Source passage:

○ ○ ○ ○ ○ ○ ○

Math 222: Differential EquationsFall 2017 Course Syllabus

NJIT Academic Integrity Code: All Students should be aware that the Department of Mathematical Sciences takes the University Code on Academic Integrity at NJIT very seriously and enforces it strictly. This means that there must not be any forms of plagiarism, i.e., copying of homework, class projects, or lab assignments, or any form of cheating in quizzes and exams. Under the University Code on Academic Integrity, students are obligated to report any such activities to the Instructor.

Course Information

Course Description: Methods for solving ordinary differential equations are studied together with physical applications, Laplace transforms, numerical solutions, and series solutions.

Number of Credits: 4

Prerequisites: Prerequisite: MATH 112 with a grade of C or better or MATH 133 with a grade of C or better.

Course-Section and Instructors

Course-Section Instructor
Math 222-001 Professor I. Cohanoschi
Math 222-003 Professor R. Goodman
Math 222-009 Professor W. Choi
Math 222-011 Professor I. Cohanoschi
Math 222-023 Professor M. Potocki-Dul
Math 222-101 Professor I. Peltekov
Math 222-103 Professor B. Patiak

Office Hours for All Math Instructors: Fall 2017 Office Hours and Emails

Required Textbook:

 Title Elementary Differential Equations and Boundary Value Problems Author Boyce and DiPrima Edition 10th Publisher John Wiley & Sons, Inc. ISBN # 978-0470458310 Website https://web.njit.edu/~goodman/Math222/

Additional Information: Some review materials are on the course homepage. Exam solutions, and MATLAB help are also posted there.

University-wide Withdrawal Date:The last day to withdraw with a w is Monday, November 6, 2017. It will be strictly enforced.

Course Goals

Course Objectives

• Students should (a) learn elementary analytical solution techniques for the solution of ordinary differential equations (ODEs), and (b) understand the solution structure of linear ODEs in terms of independent homogeneous solutions and non-homogeneous solutions.
• Students should (a) understand by exposure to examples how systems and phenomena from science and engineering can be modeled by ODEs, and (b) how solution of such a model can be used to analyze or predict a system’s behavior. A key example is the damped, forced, simple harmonic oscillator.
• Students should understand the role of initial value problems for ODEs in examples from science engineering, and should be introduced to the role of two-point boundary value problems and Fourier series.
• Students should understand an elementary method for the numerical solution of ODEs and have some familiarity with the solution of ODEs using MATLAB.

Course Outcomes

• Students have improved problem-solving skills, including knowledge of techniques for the solution of ODEs.
• Students have an understanding of the importance of differential equations in the sciences and engineering.
• Students are prepared for further study in science, technology, engineering, and mathematics.

Course Assessment: The assessment of objectives is achieved through homework assignments and common examinations with common grading.

Policies

DMS Course Policies: All DMS students must familiarize themselves with, and adhere to, the Department of Mathematical Sciences Course Policies, in addition to official university-wide policies. DMS takes these policies very seriously and enforces them strictly.

○ ○ ○ ○ ○ ○ ○

Exercise input:
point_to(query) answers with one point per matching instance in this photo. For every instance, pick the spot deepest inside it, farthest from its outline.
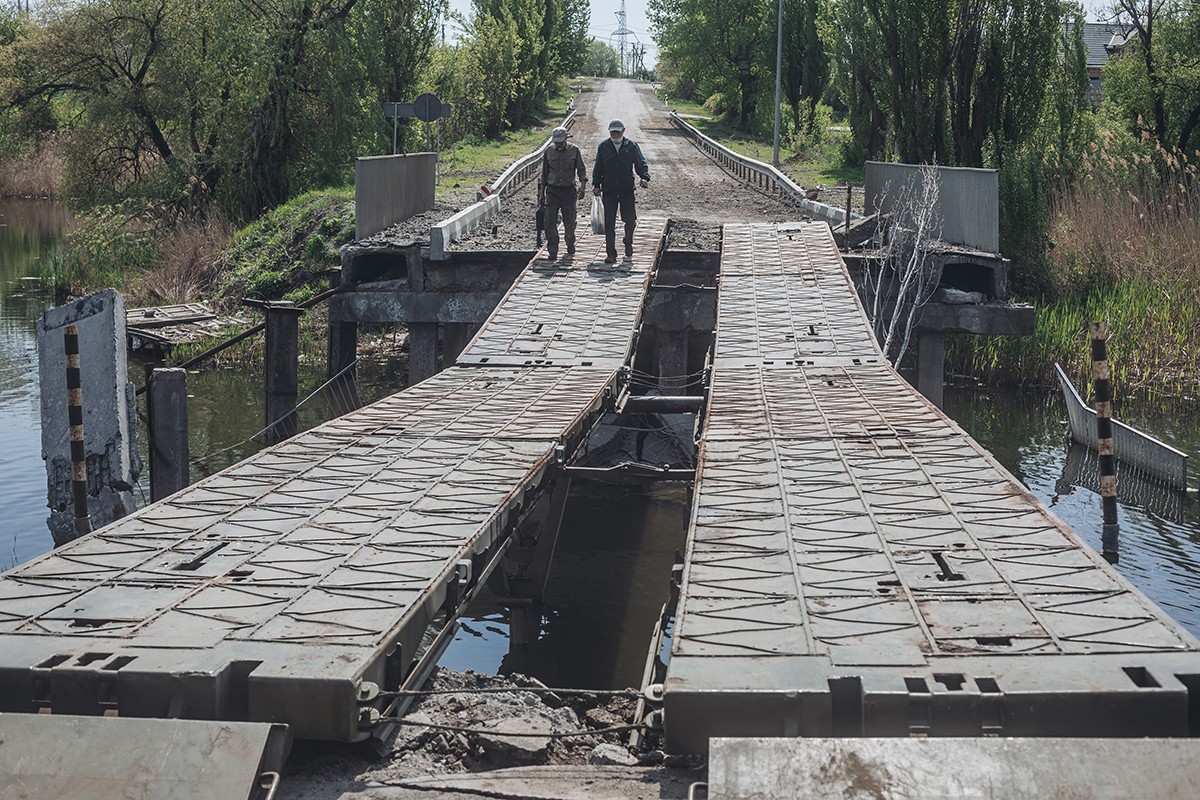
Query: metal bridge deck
(857, 565)
(291, 585)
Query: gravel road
(696, 194)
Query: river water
(615, 557)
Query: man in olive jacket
(612, 179)
(559, 164)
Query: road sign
(399, 110)
(427, 107)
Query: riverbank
(1121, 251)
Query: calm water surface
(615, 557)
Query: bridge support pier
(167, 429)
(282, 368)
(931, 366)
(455, 337)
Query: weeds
(34, 174)
(1127, 232)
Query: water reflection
(29, 241)
(225, 404)
(606, 590)
(1159, 530)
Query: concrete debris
(480, 740)
(959, 298)
(108, 405)
(612, 756)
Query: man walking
(612, 178)
(559, 164)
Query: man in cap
(612, 178)
(559, 166)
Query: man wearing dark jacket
(612, 179)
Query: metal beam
(473, 307)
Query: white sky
(604, 22)
(604, 19)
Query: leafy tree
(947, 74)
(603, 60)
(1157, 80)
(724, 41)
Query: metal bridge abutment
(520, 584)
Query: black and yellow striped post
(1102, 384)
(75, 415)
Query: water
(607, 585)
(610, 577)
(28, 241)
(1159, 529)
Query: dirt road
(696, 194)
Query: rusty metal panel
(857, 565)
(82, 758)
(577, 311)
(785, 298)
(916, 769)
(281, 587)
(294, 585)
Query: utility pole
(622, 35)
(779, 71)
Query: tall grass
(37, 173)
(1127, 252)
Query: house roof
(1104, 40)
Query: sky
(604, 20)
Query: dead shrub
(192, 262)
(35, 174)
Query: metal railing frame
(765, 176)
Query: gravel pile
(481, 739)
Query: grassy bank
(1126, 238)
(474, 161)
(1153, 342)
(34, 174)
(817, 164)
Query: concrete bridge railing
(487, 203)
(759, 173)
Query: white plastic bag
(597, 215)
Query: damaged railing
(761, 174)
(487, 200)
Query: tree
(603, 60)
(947, 74)
(180, 102)
(720, 40)
(1157, 80)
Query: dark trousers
(559, 198)
(628, 215)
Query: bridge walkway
(295, 585)
(857, 565)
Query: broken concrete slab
(109, 411)
(571, 782)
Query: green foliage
(1155, 83)
(102, 251)
(282, 253)
(714, 48)
(933, 80)
(603, 60)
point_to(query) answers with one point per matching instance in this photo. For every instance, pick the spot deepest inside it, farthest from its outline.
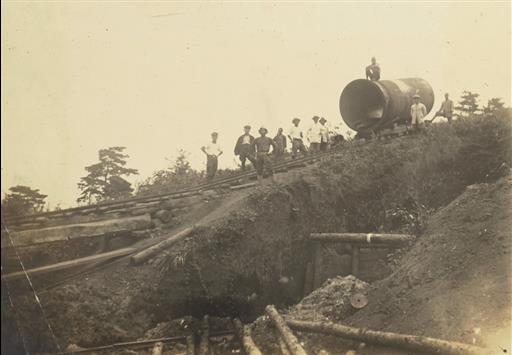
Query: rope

○ ○ ○ ○ ○ ○ ○

Stated problem 1: According to the syllabus, what is the last day to withdraw with a W?
Stated problem 2: Swap "railing" for "guardrail" in the records, from the line with "Query: metal beam" up to and including the end of the records, and give back only those lines with everything else unchanged. Leave out the pictures.
The syllabus and the records have different origins.

Worked answer 1: Monday, November 6, 2017.

Worked answer 2:
Query: metal beam
(473, 307)
Query: white sky
(604, 22)
(604, 19)
Query: leafy tree
(947, 74)
(603, 60)
(1157, 80)
(724, 41)
Query: metal bridge abutment
(520, 584)
Query: black and yellow striped post
(1102, 384)
(75, 415)
Query: water
(607, 585)
(610, 577)
(28, 241)
(1159, 529)
Query: dirt road
(696, 194)
Query: rusty metal panel
(857, 565)
(82, 758)
(577, 311)
(785, 298)
(916, 769)
(281, 587)
(294, 585)
Query: utility pole
(622, 35)
(779, 71)
Query: tall grass
(37, 173)
(1127, 252)
Query: house roof
(1104, 40)
Query: sky
(604, 20)
Query: dead shrub
(192, 262)
(35, 174)
Query: metal guardrail frame
(765, 176)
Query: gravel pile
(481, 739)
Query: grassy bank
(1126, 238)
(474, 161)
(1153, 342)
(34, 174)
(817, 164)
Query: concrete bridge guardrail
(487, 203)
(759, 173)
Query: white plastic bag
(597, 215)
Query: damaged guardrail
(761, 174)
(487, 200)
Query: tree
(603, 60)
(947, 74)
(180, 102)
(720, 40)
(1157, 80)
Query: dark trousers
(559, 198)
(628, 215)
Query: bridge walkway
(295, 585)
(857, 565)
Query: broken concrete slab
(109, 411)
(571, 782)
Query: green foliage
(1155, 83)
(102, 251)
(282, 253)
(714, 48)
(933, 80)
(603, 60)
point_to(query) answers with one point per matching instance in this photo. For every instance, pick the spot deepest inside it, farthest from its outline.
Query: rope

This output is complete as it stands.